The Media and Democracy Project says it supports efforts by two federal lawmakers who want the federal agency to decide on the Fox-owned station's application.

The Media and Democracy Project says it supports efforts by two federal lawmakers who want the federal agency to decide on the Fox-owned station's application.

The front of the Federal Communications Commission building in Washington, D.C. (FCC public domain image)
The front of the Federal Communications Commission building in Washington, D.C. (FCC public domain image)

A group pushing for the Federal Communications Commission (FCC) to deny an application submitted by Fox for the renewal of one of its television station licenses has joined calls by federal lawmakers urging the agency to act on the matter.

On Monday, the Media and Democracy (MAD) Project said it supports a letter sent by Senators Robert Casey and John Fetterman (both representing Pennsylvania in Congress) that urges the agency to act on the matter after several months of deliberation and public comment.

The lawmakers are on the opposite side of MAD on the issue, with both senators saying WTXF upholds its commitment to serve the public interest by airing local news and community-oriented programming, among other things.

MAD claims WTXF’s ownership by parent company Fox is enough to deny the petition, because Fox last year settled a defamation case brought by a voting machine company over certain election-related misinformation aired on two of its cable news channels. That settlement is proof that Fox is not of fit character to hold a broadcast license in Philadelphia, the group claims. MAD counts numerous former Fox and FCC officials among its supporters.

On Monday, a spokesperson for MAD said the group recently filed a reply brief with the FCC urging them to finally act on the matter, joining calls from the two senators who largely said the same, but for different reasons.

DOCUMENT: Read the reply brief sent by MAD Project to the FCC [Pro Access]

The filing restates MAD’s position that the defamation lawsuit and certain evidence revealed during the legal process was proof that Fox is led by a consortium of executives who are unfit to hold a broadcast license because they are not of sound character.

Specifically, MAD appears concerned over certain e-mails, text messages and other written records that showed Fox executives knew certain statements made by its cable news hosts and guests related to the 2020 presidential election were false, but allowed them to be aired on the Fox News Channel and Fox Business Network anyway. Fox settled the lawsuit last year for $787.5 million, one of the largest payouts from a news organization in a defamation case ever.

MAD said the matter is so serious that the FCC should hold a public hearing about the matter, at which point it should decide the fate of WTXF’s license renewal application.

Records excerpted from a collection:
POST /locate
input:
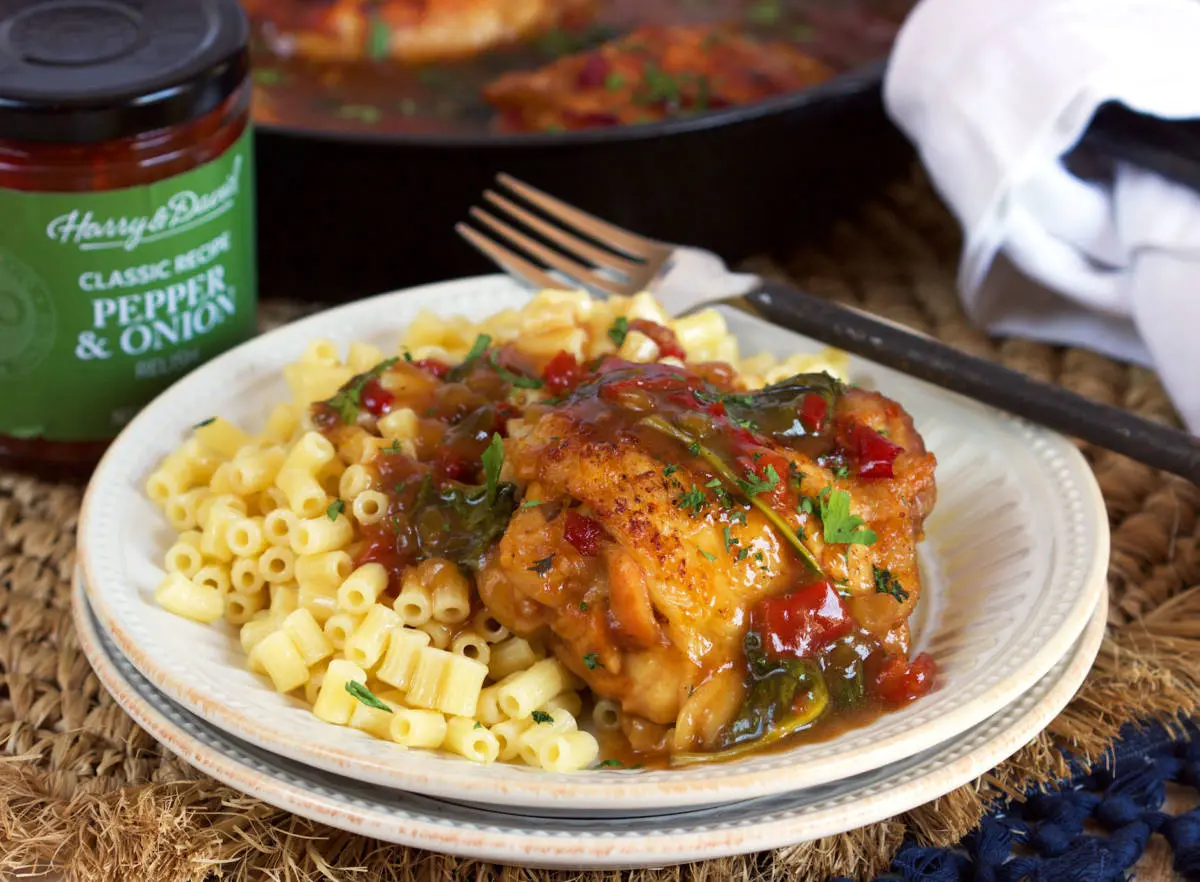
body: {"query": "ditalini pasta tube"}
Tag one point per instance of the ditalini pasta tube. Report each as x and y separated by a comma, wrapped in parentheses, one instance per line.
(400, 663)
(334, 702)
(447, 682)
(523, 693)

* * *

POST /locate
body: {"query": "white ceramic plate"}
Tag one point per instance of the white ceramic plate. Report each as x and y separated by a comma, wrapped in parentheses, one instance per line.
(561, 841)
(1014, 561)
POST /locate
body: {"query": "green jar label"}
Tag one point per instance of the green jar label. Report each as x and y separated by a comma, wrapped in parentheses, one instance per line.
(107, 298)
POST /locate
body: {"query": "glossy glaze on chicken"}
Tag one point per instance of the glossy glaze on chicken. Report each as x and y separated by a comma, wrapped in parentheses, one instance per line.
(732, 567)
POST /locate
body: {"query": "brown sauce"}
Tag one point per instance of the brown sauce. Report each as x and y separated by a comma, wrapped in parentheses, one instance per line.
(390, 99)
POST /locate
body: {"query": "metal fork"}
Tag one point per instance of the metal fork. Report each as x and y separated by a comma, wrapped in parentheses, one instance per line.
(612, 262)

---

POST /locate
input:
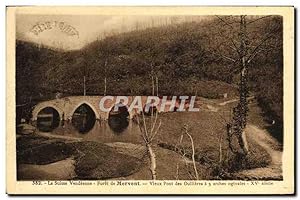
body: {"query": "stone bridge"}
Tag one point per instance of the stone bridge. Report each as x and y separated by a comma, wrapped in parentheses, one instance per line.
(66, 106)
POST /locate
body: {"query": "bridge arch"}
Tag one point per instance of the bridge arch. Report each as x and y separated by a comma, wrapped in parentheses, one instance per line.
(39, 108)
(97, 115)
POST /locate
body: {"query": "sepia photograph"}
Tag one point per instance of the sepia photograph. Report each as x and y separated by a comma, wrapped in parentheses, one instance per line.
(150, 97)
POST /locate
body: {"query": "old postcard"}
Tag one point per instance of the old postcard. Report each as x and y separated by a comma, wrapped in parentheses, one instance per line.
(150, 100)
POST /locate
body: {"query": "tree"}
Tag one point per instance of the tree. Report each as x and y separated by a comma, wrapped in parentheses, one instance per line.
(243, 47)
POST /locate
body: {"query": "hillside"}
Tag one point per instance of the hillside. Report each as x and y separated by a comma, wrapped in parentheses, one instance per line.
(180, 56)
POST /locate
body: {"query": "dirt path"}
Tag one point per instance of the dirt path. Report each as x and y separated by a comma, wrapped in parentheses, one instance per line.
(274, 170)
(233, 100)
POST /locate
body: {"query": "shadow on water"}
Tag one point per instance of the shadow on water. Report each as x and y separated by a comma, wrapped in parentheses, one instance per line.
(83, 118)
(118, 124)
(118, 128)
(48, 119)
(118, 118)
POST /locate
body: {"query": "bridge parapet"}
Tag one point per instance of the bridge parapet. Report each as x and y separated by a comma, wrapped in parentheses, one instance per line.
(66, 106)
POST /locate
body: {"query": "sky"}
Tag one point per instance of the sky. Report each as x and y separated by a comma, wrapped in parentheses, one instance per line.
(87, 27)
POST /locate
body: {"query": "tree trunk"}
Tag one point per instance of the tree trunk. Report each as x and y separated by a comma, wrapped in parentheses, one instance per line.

▶ What to work on
1/ According to the article on the WTXF license renewal, for what amount did Fox settle the defamation lawsuit?
2/ Reproduce the passage of the WTXF license article that opens with the words containing "DOCUMENT: Read the" and closes with "defamation case ever.".
3/ Continue the article about the dispute over WTXF's license renewal from the point where it stops.
The records are from a separate source.

▶ Responses
1/ $787.5 million.

2/
DOCUMENT: Read the reply brief sent by MAD Project to the FCC [Pro Access]

The filing restates MAD’s position that the defamation lawsuit and certain evidence revealed during the legal process was proof that Fox is led by a consortium of executives who are unfit to hold a broadcast license because they are not of sound character.

Specifically, MAD appears concerned over certain e-mails, text messages and other written records that showed Fox executives knew certain statements made by its cable news hosts and guests related to the 2020 presidential election were false, but allowed them to be aired on the Fox News Channel and Fox Business Network anyway. Fox settled the lawsuit last year for $787.5 million, one of the largest payouts from a news organization in a defamation case ever.

3/
“Fox Corporation’s conduct following the 2020 election was so destructive of the national interest that the Commission must designate the application for hearing,” MAD’s filing said. “The documents that are the subject of MAD’s motion can only reinforce what is already in the public record, further demonstrating the egregious behavior of Fox and its leadership.”

The studios of Fox station WTXF appears in an undated image. (Photo via Google Street View)
The studios of Fox station WTXF appears in an undated image. (Photo via Google Street View)

MAD also takes issue with WTXF’s apparent failure to file timely records related to certain political advertising that aired on its station — claims that the organization supported with numerous records that came from several sources, including the station’s own public inspection file. The FCC has never disciplined WTXF on that matter, though it could.

Taken together, MAD claims it has “raised substantial and material questions of fact concerning Fox’s fitness as a licensee based on its promotion of false election narratives and its failure to maintain current political files.”

The FCC is not required to decide the matter within any set amount of time, and can take as long as it wants to decide on whether to approve or reject Fox’s application to renew WTXF’s license. Typically, license renewals are a rubber-stamp process, with the owners of broadcast stations receiving an answer within a few weeks of a filing, absent a serious and real objection from a third party.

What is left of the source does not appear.